El visionado de películas de ciertos cineastas, que han sabido ir más allá de estos convencionalismos (que, todo hay que decirlo, ha dado también grandes resultados a lo largo de la historia), demuestra que se puede ir más allá de estas fórmulas más que agotadas. Si el arte es una continua evolución formal, ¿por qué el cine sigue anquilosado en unas fórmulas lingüísticas determinadas? ¿Quizás a causa de las leyes del mercado, que busca lo seguro? Realizadores con una mirada particular y genial, como Gaspar Noé, Michael Haneke, Cédric Kahn, Vincent Gallo o los Hermanos Dardenne, por poner algunos casos diversos y paradigmáticos, son la prueba de que se puede hacer un cine muy variado pero basado, esencialmente, en la imagen y en su poder expresivo, muchas veces anulado.
¿No es acaso la imagen en movimiento la especificidad del cine? ¿No sería por tanto esta imagen, sin necesidad de codificación literaria alguna, la que nos debería comunicar una serie de emociones, mensajes, simbolismos?
Y es que el lenguaje clásico imperante, disfrazado hábilmente de diferentes maneras, se basa en una fórmula simple: la imagen de una película (encuadres, movimientos de cámara, puesta en escena) debe estar siempre supeditada a una historia, de desarrollo clásico, generalmente. Por tanto la imagen deberá ser sobria, no asumir nunca el protagonismo, limitarse a reflejar una puesta en escena teatral y dejar que fluyan unos diálogos que, articulados en planos y escenas, constituirán el discurso final. La literatura, así, manda, según este cánon tradicional. La literatura es la que codifica un argumento, un mensaje a transmitir. Toda sensación surgida de la imagen pasará inexorablemente por su filtro. Esta historia, estas leyes literarias constituirán en sí el fin del discurso fílmico, el intermediario entre la imagen y el espectador a la hora de trasmitirnos un mensaje.
En esta adición de lenguajes importados de otros campos a la que se ha reducido y se sigue reduciendo abundantemente el lenguaje cinematográfico, se basa todo un cine clásico. Pero sin duda esta fórmula (consensuada por todos, más universal e impersonal y por tanto, propia del cine comercial destinado a las masas) es la de un cine sometido, que no se expresa con sus propias armas. ¿Por qué no ir más allá?

[Datos aportados]
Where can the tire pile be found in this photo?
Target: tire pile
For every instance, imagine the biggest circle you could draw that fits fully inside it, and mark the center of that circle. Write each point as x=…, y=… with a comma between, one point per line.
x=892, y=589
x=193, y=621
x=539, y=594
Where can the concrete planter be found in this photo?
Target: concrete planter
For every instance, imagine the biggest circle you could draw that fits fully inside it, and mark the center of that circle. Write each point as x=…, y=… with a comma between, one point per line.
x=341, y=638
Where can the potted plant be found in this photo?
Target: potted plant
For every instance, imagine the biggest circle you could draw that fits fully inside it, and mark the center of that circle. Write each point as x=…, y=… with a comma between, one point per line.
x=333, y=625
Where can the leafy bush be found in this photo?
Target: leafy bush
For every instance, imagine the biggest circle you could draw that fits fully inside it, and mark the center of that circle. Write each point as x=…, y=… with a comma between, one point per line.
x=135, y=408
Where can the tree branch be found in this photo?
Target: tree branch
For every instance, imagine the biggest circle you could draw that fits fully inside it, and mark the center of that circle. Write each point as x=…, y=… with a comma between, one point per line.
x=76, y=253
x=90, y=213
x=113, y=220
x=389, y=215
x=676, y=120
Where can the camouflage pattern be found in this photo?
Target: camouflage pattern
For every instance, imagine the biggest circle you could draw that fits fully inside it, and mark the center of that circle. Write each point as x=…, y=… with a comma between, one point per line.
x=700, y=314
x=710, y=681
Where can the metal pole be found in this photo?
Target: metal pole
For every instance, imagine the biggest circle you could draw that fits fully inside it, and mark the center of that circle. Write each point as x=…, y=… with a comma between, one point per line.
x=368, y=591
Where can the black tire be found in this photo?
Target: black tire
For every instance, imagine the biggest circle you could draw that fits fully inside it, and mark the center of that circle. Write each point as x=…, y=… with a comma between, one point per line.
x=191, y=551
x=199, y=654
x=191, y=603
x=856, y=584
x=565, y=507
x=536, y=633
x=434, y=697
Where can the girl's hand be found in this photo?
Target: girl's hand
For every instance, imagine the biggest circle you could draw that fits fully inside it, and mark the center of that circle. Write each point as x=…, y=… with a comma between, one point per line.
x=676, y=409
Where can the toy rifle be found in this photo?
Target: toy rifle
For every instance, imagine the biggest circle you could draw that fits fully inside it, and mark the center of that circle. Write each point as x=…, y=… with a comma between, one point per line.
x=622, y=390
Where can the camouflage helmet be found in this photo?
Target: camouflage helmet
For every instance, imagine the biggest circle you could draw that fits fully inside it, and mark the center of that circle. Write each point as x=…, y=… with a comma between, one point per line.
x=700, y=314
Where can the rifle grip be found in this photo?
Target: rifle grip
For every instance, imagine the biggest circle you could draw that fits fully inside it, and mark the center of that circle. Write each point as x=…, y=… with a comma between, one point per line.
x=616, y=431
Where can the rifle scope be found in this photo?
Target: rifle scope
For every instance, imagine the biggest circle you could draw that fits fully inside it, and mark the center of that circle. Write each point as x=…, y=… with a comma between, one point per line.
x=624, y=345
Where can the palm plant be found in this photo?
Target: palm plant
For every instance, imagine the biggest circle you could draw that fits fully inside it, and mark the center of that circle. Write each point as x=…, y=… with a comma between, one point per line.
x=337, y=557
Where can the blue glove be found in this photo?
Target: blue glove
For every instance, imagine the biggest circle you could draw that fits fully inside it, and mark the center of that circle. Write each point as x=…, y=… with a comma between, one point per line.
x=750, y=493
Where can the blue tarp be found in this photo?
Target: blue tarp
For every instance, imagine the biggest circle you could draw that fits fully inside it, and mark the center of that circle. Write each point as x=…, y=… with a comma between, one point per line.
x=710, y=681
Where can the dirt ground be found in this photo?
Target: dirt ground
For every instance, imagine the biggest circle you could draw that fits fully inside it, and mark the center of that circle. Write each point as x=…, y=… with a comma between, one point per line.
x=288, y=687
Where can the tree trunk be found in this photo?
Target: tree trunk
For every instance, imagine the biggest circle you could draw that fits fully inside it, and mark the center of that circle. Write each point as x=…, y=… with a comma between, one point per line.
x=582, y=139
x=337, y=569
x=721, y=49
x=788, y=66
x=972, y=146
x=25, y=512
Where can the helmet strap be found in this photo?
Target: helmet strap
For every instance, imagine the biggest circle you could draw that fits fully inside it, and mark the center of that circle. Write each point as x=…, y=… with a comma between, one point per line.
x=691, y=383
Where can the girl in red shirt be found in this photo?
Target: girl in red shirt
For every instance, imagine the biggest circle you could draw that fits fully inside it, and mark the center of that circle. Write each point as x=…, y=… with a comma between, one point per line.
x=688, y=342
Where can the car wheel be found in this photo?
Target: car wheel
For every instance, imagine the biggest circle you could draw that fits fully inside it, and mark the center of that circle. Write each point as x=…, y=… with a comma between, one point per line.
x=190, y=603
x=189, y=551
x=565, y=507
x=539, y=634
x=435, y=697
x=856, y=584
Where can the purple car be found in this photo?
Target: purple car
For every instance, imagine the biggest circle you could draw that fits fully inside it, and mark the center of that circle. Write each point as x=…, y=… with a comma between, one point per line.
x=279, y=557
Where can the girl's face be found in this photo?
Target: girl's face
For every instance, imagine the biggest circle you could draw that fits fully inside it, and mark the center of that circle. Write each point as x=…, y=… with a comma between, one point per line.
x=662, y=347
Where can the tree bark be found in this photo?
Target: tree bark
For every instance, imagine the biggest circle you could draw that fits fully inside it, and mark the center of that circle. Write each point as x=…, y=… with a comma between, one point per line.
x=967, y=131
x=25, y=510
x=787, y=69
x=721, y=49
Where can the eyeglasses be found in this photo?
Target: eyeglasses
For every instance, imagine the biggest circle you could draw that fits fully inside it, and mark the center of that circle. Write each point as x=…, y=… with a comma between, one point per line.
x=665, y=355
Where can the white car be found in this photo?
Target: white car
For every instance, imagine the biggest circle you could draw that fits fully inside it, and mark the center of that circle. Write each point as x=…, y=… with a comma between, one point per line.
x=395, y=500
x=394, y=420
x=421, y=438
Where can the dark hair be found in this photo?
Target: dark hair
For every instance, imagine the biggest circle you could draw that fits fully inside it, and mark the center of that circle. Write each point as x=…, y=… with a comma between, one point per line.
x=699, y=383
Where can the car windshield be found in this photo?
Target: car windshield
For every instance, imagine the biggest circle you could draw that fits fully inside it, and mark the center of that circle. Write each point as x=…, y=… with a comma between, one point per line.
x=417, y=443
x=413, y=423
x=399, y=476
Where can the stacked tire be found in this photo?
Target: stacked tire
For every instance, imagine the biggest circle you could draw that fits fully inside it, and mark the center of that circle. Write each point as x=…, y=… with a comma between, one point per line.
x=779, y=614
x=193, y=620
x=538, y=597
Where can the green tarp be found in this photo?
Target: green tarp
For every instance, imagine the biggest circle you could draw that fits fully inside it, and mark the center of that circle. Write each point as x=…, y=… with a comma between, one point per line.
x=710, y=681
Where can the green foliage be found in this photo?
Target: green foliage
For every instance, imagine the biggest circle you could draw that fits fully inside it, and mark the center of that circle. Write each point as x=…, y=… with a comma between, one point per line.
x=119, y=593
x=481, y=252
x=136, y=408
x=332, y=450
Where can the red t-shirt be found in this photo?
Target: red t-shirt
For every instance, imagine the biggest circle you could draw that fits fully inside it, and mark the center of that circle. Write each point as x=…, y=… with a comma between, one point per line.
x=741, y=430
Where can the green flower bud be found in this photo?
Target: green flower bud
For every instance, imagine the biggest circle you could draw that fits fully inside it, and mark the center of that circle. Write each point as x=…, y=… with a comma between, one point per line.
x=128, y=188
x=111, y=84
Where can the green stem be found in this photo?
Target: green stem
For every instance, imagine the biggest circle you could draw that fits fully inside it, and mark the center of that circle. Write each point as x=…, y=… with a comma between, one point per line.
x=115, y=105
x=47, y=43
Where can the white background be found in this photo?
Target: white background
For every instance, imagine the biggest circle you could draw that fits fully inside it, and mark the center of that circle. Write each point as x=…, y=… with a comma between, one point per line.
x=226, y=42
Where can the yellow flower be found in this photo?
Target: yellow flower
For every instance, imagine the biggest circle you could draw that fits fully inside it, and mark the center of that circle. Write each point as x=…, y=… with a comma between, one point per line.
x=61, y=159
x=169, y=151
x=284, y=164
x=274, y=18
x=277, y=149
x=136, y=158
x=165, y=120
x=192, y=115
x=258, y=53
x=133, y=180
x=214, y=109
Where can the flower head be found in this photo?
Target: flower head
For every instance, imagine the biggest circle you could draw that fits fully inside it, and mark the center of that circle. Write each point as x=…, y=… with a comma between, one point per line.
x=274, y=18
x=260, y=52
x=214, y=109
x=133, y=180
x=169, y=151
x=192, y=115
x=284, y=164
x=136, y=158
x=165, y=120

[Tareas]
A. Reproduce literalmente el fragmento del texto sobre el lenguaje cinematográfico que va desde "El visionado de" hasta "muchas veces anulado.".
B. Indica si cada afirmación coincide con el texto sobre el lenguaje cinematográfico y responde sí o no, citando literalmente las palabras que lo deciden: (i) la fórmula clásica es propia del cine comercial destinado a las masas; (ii) los convencionalismos nunca han dado buenos resultados en la historia del cine; (iii) en el lenguaje clásico la imagen debe asumir el protagonismo.
C. Prosigue el texto sobre el lenguaje cinematográfico a partir de su última frase.

[Las respuestas]
A.
El visionado de películas de ciertos cineastas, que han sabido ir más allá de estos convencionalismos (que, todo hay que decirlo, ha dado también grandes resultados a lo largo de la historia), demuestra que se puede ir más allá de estas fórmulas más que agotadas. Si el arte es una continua evolución formal, ¿por qué el cine sigue anquilosado en unas fórmulas lingüísticas determinadas? ¿Quizás a causa de las leyes del mercado, que busca lo seguro? Realizadores con una mirada particular y genial, como Gaspar Noé, Michael Haneke, Cédric Kahn, Vincent Gallo o los Hermanos Dardenne, por poner algunos casos diversos y paradigmáticos, son la prueba de que se puede hacer un cine muy variado pero basado, esencialmente, en la imagen y en su poder expresivo, muchas veces anulado.

B.
(i) Sí: «propia del cine comercial destinado a las masas».
(ii) No: «ha dado también grandes resultados a lo largo de la historia».
(iii) No: «no asumir nunca el protagonismo».

C.
Nadie pone en duda, por poner el caso análogo de la pintura, que se hayan hecho grandes obras cuando este arte estaba subyugado a las necesidades del poder (político y eclesiástico, fundamentalmente) y al lenguaje iconográfico que este necesitaba. Esto ha sido así hasta las vanguardias del siglo XX. Nadie pone en duda obras de maestros como Della Francesca, Rubens o David. Pero es en los inicios del siglo XX cuando la pintura, al servicio ya únicamente de la expresión del artista, experimenta un lenguaje propio, libre.
El lenguaje de la forma como canalizador directo de emociones y mensajes, es un universo todavía por explorar en el cine. Una mirada de un personaje, el movimiento de unos cuerpos atravesando el cuadro de una imagen e interactuando con el espacio que les envuelve, un determinado encuadre, un plano secuencia... ¿Acaso esto no tendría que ser el punto de partida de una película, más que una herramienta utilizada para hacer pasar un discurso literario? ¿O una imagen no vale más que mil palabras?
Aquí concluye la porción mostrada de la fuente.